#### RECORDS FOR THE TASK:

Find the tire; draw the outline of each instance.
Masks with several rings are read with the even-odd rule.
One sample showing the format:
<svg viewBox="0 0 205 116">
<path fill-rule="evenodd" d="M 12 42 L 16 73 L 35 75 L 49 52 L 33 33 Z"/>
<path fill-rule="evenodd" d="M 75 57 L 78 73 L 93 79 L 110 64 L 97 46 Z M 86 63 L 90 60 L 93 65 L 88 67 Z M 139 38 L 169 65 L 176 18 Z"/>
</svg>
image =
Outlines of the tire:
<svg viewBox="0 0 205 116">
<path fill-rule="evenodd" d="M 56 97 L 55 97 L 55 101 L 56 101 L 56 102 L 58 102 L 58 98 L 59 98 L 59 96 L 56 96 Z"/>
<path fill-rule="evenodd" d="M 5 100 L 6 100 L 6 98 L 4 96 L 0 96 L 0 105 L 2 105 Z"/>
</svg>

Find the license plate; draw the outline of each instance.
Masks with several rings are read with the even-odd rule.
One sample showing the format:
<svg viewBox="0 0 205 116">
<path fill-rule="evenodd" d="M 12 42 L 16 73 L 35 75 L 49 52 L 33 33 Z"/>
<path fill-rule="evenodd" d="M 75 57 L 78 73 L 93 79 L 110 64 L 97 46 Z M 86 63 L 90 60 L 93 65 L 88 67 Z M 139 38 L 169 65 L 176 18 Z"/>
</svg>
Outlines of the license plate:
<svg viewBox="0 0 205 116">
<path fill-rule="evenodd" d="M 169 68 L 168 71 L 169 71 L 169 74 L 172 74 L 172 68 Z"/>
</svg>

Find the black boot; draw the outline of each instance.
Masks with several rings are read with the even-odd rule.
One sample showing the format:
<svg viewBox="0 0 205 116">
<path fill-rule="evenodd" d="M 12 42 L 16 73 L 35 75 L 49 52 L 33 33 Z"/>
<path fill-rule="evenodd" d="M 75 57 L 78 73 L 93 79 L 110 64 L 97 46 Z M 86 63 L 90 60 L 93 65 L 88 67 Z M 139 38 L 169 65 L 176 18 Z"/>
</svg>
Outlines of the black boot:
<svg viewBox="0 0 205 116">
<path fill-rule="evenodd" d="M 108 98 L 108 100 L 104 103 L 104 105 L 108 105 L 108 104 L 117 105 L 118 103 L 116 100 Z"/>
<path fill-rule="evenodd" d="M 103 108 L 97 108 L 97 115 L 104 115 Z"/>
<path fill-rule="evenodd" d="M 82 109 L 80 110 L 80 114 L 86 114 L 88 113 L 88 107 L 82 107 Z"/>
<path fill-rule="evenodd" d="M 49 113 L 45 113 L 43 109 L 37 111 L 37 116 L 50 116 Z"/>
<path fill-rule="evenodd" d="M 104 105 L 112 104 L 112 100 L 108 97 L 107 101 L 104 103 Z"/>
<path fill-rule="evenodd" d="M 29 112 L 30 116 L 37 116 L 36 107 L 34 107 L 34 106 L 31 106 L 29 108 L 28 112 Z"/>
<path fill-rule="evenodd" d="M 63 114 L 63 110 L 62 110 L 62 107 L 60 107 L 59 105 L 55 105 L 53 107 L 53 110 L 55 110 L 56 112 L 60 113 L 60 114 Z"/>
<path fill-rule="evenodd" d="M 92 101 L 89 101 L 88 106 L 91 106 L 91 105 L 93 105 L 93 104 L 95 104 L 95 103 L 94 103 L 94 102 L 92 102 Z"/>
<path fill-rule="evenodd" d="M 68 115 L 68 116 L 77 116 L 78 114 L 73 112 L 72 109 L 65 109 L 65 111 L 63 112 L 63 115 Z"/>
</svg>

#### TO DO:
Would you give the entries back word for word?

#### PROBLEM SOLUTION:
Find the tire; draw the outline of each instance.
Masks with several rings are read with the even-odd rule.
One sample showing the format:
<svg viewBox="0 0 205 116">
<path fill-rule="evenodd" d="M 12 42 L 16 73 L 35 75 L 49 52 L 33 33 Z"/>
<path fill-rule="evenodd" d="M 75 57 L 78 73 L 93 79 L 110 64 L 97 46 Z M 86 63 L 90 60 L 93 65 L 88 67 Z M 139 38 L 169 65 L 176 18 Z"/>
</svg>
image =
Outlines of the tire:
<svg viewBox="0 0 205 116">
<path fill-rule="evenodd" d="M 56 97 L 55 97 L 55 101 L 56 101 L 56 102 L 58 102 L 58 98 L 59 98 L 59 96 L 56 96 Z"/>
<path fill-rule="evenodd" d="M 5 100 L 6 100 L 6 98 L 4 96 L 0 96 L 0 105 L 2 105 Z"/>
</svg>

Find the license plate; draw the outline of each instance.
Masks with several rings are read with the even-odd rule.
One sample showing the format:
<svg viewBox="0 0 205 116">
<path fill-rule="evenodd" d="M 12 42 L 16 73 L 35 75 L 49 52 L 33 33 Z"/>
<path fill-rule="evenodd" d="M 75 57 L 78 73 L 93 79 L 110 64 L 97 46 Z M 86 63 L 90 60 L 93 65 L 88 67 Z M 139 38 L 169 65 L 176 18 Z"/>
</svg>
Outlines of the license plate:
<svg viewBox="0 0 205 116">
<path fill-rule="evenodd" d="M 169 68 L 168 71 L 169 71 L 169 74 L 172 74 L 172 68 Z"/>
</svg>

Find the black boot; draw the outline of each instance.
Masks with several rings are read with the even-odd rule.
One sample showing the format:
<svg viewBox="0 0 205 116">
<path fill-rule="evenodd" d="M 12 42 L 16 73 L 35 75 L 49 52 L 33 33 Z"/>
<path fill-rule="evenodd" d="M 75 57 L 78 73 L 93 79 L 110 64 L 97 46 Z M 86 63 L 90 60 L 93 65 L 88 67 Z M 139 38 L 169 65 L 176 18 Z"/>
</svg>
Outlines of the black boot:
<svg viewBox="0 0 205 116">
<path fill-rule="evenodd" d="M 108 98 L 108 100 L 104 103 L 104 105 L 108 105 L 108 104 L 117 105 L 118 103 L 116 100 Z"/>
<path fill-rule="evenodd" d="M 103 108 L 97 108 L 97 115 L 104 115 Z"/>
<path fill-rule="evenodd" d="M 82 109 L 80 110 L 80 114 L 86 114 L 88 113 L 88 107 L 82 107 Z"/>
<path fill-rule="evenodd" d="M 49 113 L 45 113 L 43 109 L 37 111 L 37 116 L 50 116 Z"/>
<path fill-rule="evenodd" d="M 104 105 L 112 104 L 112 100 L 108 97 L 107 101 L 104 103 Z"/>
<path fill-rule="evenodd" d="M 29 112 L 30 116 L 37 116 L 36 107 L 34 107 L 34 106 L 31 106 L 29 108 L 28 112 Z"/>
<path fill-rule="evenodd" d="M 63 114 L 63 110 L 62 110 L 62 107 L 60 107 L 59 105 L 55 105 L 53 107 L 53 110 L 55 110 L 56 112 L 60 113 L 60 114 Z"/>
<path fill-rule="evenodd" d="M 92 101 L 89 101 L 88 106 L 91 106 L 91 105 L 93 105 L 93 104 L 95 104 L 95 103 L 94 103 L 94 102 L 92 102 Z"/>
<path fill-rule="evenodd" d="M 68 115 L 68 116 L 77 116 L 78 114 L 73 112 L 72 109 L 65 109 L 65 111 L 63 112 L 63 115 Z"/>
</svg>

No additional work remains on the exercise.